Data extracted from a collection:
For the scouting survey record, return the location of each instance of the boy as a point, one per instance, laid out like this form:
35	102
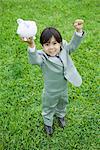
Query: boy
58	68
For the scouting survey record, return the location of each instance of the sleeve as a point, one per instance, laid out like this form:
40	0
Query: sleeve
34	56
75	42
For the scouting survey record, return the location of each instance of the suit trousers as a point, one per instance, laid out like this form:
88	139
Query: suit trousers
53	103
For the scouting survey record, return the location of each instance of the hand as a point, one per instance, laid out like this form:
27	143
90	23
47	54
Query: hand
78	24
29	41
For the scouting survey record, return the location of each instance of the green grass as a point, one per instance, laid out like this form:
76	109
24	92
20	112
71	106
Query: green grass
21	84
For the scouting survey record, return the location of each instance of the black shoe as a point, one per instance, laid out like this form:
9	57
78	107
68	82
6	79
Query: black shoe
48	129
61	122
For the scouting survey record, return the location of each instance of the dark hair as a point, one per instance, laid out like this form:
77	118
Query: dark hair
47	33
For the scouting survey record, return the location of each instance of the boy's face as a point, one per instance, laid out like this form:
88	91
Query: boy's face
52	47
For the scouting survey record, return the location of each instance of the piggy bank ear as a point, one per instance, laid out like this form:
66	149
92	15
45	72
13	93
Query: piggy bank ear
19	21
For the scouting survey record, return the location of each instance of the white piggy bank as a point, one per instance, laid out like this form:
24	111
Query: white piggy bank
26	29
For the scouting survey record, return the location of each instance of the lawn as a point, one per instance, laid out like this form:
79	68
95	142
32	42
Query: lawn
21	84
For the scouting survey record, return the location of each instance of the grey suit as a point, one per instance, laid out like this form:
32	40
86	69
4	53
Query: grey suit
57	71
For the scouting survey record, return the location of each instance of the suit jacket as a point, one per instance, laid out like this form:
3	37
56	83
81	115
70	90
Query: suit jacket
70	72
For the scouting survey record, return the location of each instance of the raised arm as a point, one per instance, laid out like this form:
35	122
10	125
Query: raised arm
77	37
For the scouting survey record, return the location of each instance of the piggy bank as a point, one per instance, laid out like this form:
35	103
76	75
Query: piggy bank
26	29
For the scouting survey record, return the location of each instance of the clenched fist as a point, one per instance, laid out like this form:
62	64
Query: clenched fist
78	24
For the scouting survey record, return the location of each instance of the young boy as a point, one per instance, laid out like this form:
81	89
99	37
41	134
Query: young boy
58	68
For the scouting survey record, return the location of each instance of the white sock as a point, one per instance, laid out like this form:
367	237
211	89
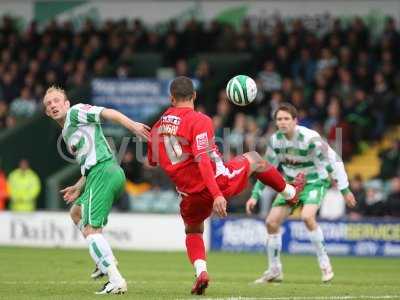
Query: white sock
274	247
200	265
317	239
101	253
289	192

→ YOUR OBJECTIVE
Print each entry above verbatim, pictures left out.

→ RESULT
For the scouting survey record, return the location of each instance of the boy as a point, one per instance, laid out like this form:
35	102
Query: boy
58	68
For the scouting survey record, return the location of each instance of the sleeve as a point, one per instance, laid out like this form:
40	0
Query: sleeve
34	56
75	42
For the scouting survey record, return the location of each instance of the suit trousers as a point, one per instance, laid out like this form:
88	139
Query: suit trousers
53	103
For the scouting survey record, return the location of each instance of the hand as a point, one per instance, laid out like this form:
27	143
90	23
47	54
Query: hand
78	24
29	41
For the scouting survey record, return the location of each instance of the green grass as a point, one per instance, laid out like this form:
76	109
24	92
20	112
71	106
Query: green grass
21	84
For the scouting survey record, return the location of each instance of the black shoe as a point, one per instance, laid out like this form:
9	57
78	107
68	82
6	79
Query: black shoe
48	129
61	122
For the scouting survey record, return the location of each instance of the dark hair as a point, one per instance, laid out like this form:
77	118
Query: dark hair
47	33
For the scouting survey record, return the location of each instance of the boy's face as a point, one per instance, laid out like this form:
88	91
Query: boy's face
52	47
For the scouting survey record, return the location of each instance of the piggy bank ear as a point, one per instance, laid out like this form:
66	149
92	15
45	72
13	93
Query: piggy bank ear
19	21
For the scouting survey record, return the location of each instance of the white piggy bank as a point, one per instance, laid out like this form:
24	111
Query: white piggy bank
26	29
For the scouting survey record, return the location of each instance of the lawn as a point, one per instance, laid out like this form:
79	68
95	142
32	42
Query: lawn
21	84
For the scouting survey record, return the location of each instance of the grey suit as a point, one per instance, laid out like this form:
32	40
86	69
4	53
Query: grey suit
57	71
For the scouting survey record, return the location of each instance of the suit jacket as a point, one per instance, laid out like this form:
3	37
56	83
81	115
70	90
Query: suit jacket
70	72
For the scouting survey record, return the location of each instance of the raised arm as a point, one per instance, laid out like this form:
35	122
10	125
Query: raised arm
77	37
For the scouting survey record, return the location of each instance of the piggy bank as a point, one per instance, laid out like this form:
35	103
76	75
Query: piggy bank
26	29
For the scouting survey record, return the location of each instance of the clenched fist as a point, one per instance, laid out like this form:
62	64
Query: clenched fist
78	24
For the scouting survey record, return the location of each instance of the young boy as a point, one per instance, laid out like this form:
81	89
99	37
41	134
Query: young boy
58	68
For the scouting survey record, return the location of each instance of the white sock as a point, one per instance, laid out like this form:
367	237
211	89
Query: white sock
274	247
200	265
317	239
101	253
289	192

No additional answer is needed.